» TASK PROMPT
Format every line of the data below as a Markdown table with the columns "Row" and "Data line", numbering rows in order and leaving out blank lines.

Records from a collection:
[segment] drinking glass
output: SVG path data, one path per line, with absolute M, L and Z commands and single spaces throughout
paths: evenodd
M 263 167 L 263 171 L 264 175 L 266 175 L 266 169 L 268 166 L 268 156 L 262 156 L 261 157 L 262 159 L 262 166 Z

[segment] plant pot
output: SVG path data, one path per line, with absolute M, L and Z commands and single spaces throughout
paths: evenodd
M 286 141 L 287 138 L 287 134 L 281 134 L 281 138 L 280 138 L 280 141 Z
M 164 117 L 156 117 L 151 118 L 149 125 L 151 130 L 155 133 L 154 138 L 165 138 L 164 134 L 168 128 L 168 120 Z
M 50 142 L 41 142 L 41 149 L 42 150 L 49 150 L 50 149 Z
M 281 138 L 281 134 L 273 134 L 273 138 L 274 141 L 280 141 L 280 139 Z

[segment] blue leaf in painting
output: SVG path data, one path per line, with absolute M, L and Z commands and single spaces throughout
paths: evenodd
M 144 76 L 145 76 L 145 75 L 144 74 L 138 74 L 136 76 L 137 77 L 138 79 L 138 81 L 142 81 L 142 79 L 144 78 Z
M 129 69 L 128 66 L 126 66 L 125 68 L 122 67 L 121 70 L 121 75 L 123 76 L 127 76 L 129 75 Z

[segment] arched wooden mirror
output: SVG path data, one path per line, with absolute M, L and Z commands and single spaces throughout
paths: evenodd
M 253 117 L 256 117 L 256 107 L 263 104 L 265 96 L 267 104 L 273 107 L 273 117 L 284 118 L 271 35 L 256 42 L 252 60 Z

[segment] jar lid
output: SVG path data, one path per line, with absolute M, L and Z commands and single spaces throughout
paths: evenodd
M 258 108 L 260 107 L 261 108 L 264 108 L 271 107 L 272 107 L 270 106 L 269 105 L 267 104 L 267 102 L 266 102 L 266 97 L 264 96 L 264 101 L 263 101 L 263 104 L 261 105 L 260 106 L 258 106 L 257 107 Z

» FULL SOLUTION
| Row | Data line |
|---|---|
| 1 | [segment] drinking glass |
| 2 | output: SVG path data, one path per line, with absolute M, L and Z commands and single spaces throughout |
| 3 | paths: evenodd |
| 4 | M 263 167 L 263 171 L 264 175 L 266 175 L 266 169 L 268 166 L 268 156 L 262 156 L 261 157 L 262 159 L 262 166 Z |
| 5 | [segment] plant pot |
| 6 | output: SVG path data, one path per line, with absolute M, L and Z commands and single spaces throughout |
| 7 | paths: evenodd |
| 8 | M 286 141 L 287 138 L 287 134 L 281 134 L 281 138 L 280 138 L 280 141 Z |
| 9 | M 164 117 L 156 117 L 151 118 L 149 125 L 151 130 L 155 133 L 154 138 L 165 138 L 164 134 L 168 128 L 168 120 Z |
| 10 | M 50 142 L 41 142 L 41 149 L 42 150 L 49 150 L 50 149 Z |
| 11 | M 281 138 L 281 134 L 273 134 L 273 138 L 274 141 L 280 141 L 280 139 Z |
| 12 | [segment] blue leaf in painting |
| 13 | output: SVG path data, one path per line, with absolute M, L and Z commands and single spaces throughout |
| 14 | paths: evenodd |
| 15 | M 144 76 L 145 76 L 145 75 L 144 74 L 138 74 L 136 76 L 137 77 L 138 79 L 138 81 L 142 81 L 142 79 L 144 78 Z |
| 16 | M 129 69 L 128 66 L 126 66 L 125 68 L 122 67 L 121 70 L 121 75 L 123 76 L 127 76 L 129 75 Z |
| 17 | [segment] arched wooden mirror |
| 18 | output: SVG path data, one path per line, with absolute M, L and Z commands and single spaces throughout |
| 19 | paths: evenodd |
| 20 | M 253 117 L 256 117 L 256 107 L 263 104 L 265 96 L 267 104 L 273 107 L 273 117 L 284 118 L 271 35 L 256 42 L 252 60 Z |
| 21 | [segment] jar lid |
| 22 | output: SVG path data, one path per line, with absolute M, L and Z commands and single spaces throughout |
| 23 | paths: evenodd |
| 24 | M 258 108 L 260 107 L 261 108 L 264 108 L 271 107 L 272 107 L 270 106 L 269 105 L 267 104 L 267 102 L 266 102 L 266 97 L 264 96 L 264 101 L 263 101 L 263 104 L 261 105 L 260 106 L 258 106 L 257 107 Z |